> _A block of data_
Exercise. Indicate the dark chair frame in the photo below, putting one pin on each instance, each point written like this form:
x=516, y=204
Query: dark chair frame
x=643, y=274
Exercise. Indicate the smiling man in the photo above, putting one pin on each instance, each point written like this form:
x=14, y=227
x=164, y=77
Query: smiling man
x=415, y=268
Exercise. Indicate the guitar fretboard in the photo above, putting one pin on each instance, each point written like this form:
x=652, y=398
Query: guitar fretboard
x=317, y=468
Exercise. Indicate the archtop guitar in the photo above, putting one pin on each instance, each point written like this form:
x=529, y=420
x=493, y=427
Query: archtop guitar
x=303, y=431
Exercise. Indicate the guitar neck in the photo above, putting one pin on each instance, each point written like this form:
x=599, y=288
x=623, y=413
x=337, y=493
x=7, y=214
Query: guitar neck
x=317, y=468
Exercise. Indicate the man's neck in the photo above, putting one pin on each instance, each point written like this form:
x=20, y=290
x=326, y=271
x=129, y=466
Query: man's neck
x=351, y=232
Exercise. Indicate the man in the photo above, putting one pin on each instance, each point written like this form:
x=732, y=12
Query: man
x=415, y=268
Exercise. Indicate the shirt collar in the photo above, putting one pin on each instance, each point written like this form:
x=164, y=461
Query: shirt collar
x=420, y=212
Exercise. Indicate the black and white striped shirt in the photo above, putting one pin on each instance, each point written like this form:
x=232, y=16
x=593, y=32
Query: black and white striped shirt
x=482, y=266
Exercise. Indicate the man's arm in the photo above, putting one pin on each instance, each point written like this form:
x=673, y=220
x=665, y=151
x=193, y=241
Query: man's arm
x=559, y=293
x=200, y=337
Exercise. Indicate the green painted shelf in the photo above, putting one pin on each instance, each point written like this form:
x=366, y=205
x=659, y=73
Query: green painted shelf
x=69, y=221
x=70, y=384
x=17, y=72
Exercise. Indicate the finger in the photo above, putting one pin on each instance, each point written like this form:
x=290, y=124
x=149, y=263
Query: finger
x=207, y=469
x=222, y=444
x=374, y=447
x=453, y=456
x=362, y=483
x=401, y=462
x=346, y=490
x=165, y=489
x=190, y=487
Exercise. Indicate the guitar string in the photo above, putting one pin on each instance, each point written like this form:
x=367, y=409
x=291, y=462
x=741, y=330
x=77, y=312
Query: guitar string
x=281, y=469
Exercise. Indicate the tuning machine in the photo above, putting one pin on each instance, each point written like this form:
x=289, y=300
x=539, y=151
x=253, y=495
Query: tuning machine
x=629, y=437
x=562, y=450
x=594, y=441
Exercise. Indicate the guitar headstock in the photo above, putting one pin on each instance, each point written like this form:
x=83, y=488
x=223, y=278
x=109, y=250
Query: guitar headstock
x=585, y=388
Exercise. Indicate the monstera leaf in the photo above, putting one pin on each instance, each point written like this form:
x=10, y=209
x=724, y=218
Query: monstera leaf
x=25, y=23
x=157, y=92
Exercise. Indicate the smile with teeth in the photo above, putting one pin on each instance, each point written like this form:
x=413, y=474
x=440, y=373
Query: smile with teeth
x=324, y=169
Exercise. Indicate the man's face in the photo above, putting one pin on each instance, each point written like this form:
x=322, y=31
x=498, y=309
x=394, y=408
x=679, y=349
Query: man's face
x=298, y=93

> _Problem description_
Reproduce all of the items above, line for line, with no changes.

> _Output below_
Exercise. Indicate the dark chair frame in the photo below, putting one pin on each instance, each point written like this form:
x=516, y=204
Query: dark chair frame
x=643, y=274
Exercise. Indicate the smiling man in the photo above, putting one pin on each instance, each point written like this form:
x=14, y=227
x=164, y=77
Query: smiling man
x=415, y=268
Exercise. Indicate the guitar fretboard in the photo above, putting one pin on each instance, each point written like this form:
x=652, y=398
Query: guitar fretboard
x=317, y=468
Exercise. Indicate the archtop guitar in the photo above, putting one pin on each instance, each point written like this form:
x=529, y=420
x=493, y=427
Query: archtop guitar
x=303, y=431
Exercise. Indicate the guitar neck in the photo above, putting one pin on each instance, each point written like this form:
x=599, y=288
x=623, y=413
x=337, y=493
x=7, y=214
Query: guitar neck
x=317, y=468
Exercise. Indicate the man's neck in the photo above, putting one pin on each instance, each point written like this form:
x=20, y=290
x=326, y=271
x=129, y=466
Query: man's neck
x=351, y=232
Exercise. Indicate the man in the photo above, putting one pin on each instance, each point written like this form:
x=732, y=12
Query: man
x=415, y=268
Exercise. Indicate the shirt collar in the photo above, putting one pin on each instance, each point written like this form:
x=164, y=461
Query: shirt collar
x=420, y=212
Exercise. Indicate the black and white striped shirt in the photo above, putting one pin on each instance, each point written like this form:
x=232, y=16
x=593, y=32
Query: black and white striped shirt
x=482, y=266
Exercise. Indicate the man's arm in the photo above, putting one pin on each instance, each point written like this form:
x=673, y=220
x=665, y=151
x=193, y=241
Query: man's arm
x=559, y=293
x=200, y=337
Exercise. Indicate the green painted shelf in the photo above, putting one pin on each instance, each point written like this form:
x=366, y=205
x=659, y=73
Query: green painted shelf
x=69, y=221
x=70, y=384
x=17, y=72
Exercise. Indicate the finger in the photo above, putting one pin on each instance, each point written like this form:
x=290, y=124
x=149, y=263
Query: finger
x=207, y=469
x=222, y=444
x=374, y=447
x=453, y=456
x=362, y=483
x=401, y=462
x=346, y=490
x=165, y=489
x=190, y=487
Exercise. Indicate the guitar string in the photo above, putting one pin on each instance, each point written like this form:
x=367, y=409
x=291, y=462
x=741, y=330
x=77, y=312
Query: guitar string
x=281, y=469
Exercise. Indicate the tuning machine in the photo above, putting one pin on each instance, each point written like this form:
x=289, y=300
x=539, y=151
x=253, y=495
Query: tuning machine
x=629, y=437
x=562, y=450
x=594, y=441
Exercise. Indicate the guitar headstock in the photo above, putting one pin on each instance, each point written like this form:
x=83, y=488
x=223, y=278
x=109, y=250
Query: guitar headstock
x=585, y=388
Exercise. Indicate the monstera leaf in the photo above, putting one pin on each instance, each point written like this form:
x=10, y=209
x=724, y=218
Query: monstera leaf
x=25, y=23
x=157, y=92
Exercise. Indicate the smile with teeth in the photo above, putting one pin on each instance, each point written like this form:
x=413, y=474
x=440, y=373
Query: smile with teeth
x=324, y=169
Exercise. Indicate the man's face in the photo above, putting one pin on each instance, each point written like this form:
x=322, y=31
x=498, y=309
x=394, y=408
x=679, y=349
Query: man's face
x=298, y=93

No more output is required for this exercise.